(Detection annotation data)

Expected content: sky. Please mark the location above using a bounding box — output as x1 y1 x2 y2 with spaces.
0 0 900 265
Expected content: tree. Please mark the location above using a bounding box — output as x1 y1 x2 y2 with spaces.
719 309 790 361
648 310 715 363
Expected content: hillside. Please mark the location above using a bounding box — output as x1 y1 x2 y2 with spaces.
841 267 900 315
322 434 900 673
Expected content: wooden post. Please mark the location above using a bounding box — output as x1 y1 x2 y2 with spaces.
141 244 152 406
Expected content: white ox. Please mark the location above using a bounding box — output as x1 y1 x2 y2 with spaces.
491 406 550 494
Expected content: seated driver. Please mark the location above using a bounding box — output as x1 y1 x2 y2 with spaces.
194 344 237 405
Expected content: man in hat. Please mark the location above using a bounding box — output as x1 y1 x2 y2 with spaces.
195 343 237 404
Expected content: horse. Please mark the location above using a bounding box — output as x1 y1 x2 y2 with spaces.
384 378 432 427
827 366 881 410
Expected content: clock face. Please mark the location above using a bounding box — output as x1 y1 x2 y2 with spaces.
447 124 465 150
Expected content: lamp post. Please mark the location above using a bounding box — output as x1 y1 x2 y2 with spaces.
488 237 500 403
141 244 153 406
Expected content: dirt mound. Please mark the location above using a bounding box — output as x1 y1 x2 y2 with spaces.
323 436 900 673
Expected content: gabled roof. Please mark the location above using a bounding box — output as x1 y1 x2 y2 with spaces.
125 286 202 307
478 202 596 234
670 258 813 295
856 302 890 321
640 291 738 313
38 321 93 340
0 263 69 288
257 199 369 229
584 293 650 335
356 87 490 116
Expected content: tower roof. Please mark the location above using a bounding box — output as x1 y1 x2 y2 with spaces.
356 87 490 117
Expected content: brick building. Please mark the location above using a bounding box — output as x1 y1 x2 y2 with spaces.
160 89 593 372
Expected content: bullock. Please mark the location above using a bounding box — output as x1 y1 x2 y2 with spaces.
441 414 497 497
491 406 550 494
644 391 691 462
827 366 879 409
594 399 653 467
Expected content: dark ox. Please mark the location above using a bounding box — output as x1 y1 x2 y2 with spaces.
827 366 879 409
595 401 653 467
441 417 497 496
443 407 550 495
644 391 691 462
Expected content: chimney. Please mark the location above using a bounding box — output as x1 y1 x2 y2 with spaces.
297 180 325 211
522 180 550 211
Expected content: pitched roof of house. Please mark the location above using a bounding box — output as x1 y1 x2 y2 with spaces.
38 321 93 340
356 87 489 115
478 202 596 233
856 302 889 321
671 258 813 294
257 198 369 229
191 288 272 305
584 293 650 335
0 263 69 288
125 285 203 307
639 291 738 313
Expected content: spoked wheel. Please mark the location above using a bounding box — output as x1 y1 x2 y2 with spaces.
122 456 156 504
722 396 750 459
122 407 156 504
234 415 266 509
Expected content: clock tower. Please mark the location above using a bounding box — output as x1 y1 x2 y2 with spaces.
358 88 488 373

** Directions **
Rewrite the lines of the data above, from the line with "Expected content: dirt" to the line with "356 87 490 117", as a JSON list of strings with one string per line and blank lines omitted.

** Correct output **
[
  "Expected content: dirt mound. Please mark the location above using a bounding box — output as x1 y1 x2 y2 with spaces.",
  "323 436 900 673",
  "Expected content: gabled roof. Please mark the location above using a bounding box — output as x1 y1 x2 y2 with spaces.",
  "125 286 202 307",
  "478 202 596 234",
  "670 258 813 295",
  "856 302 890 321",
  "640 291 738 313",
  "38 321 93 340",
  "0 263 69 288",
  "257 199 369 229",
  "584 293 650 335",
  "356 87 490 116",
  "Expected content: tower roof. Please mark the location above using a bounding box — output as x1 y1 x2 y2 with spaces.",
  "356 87 490 117"
]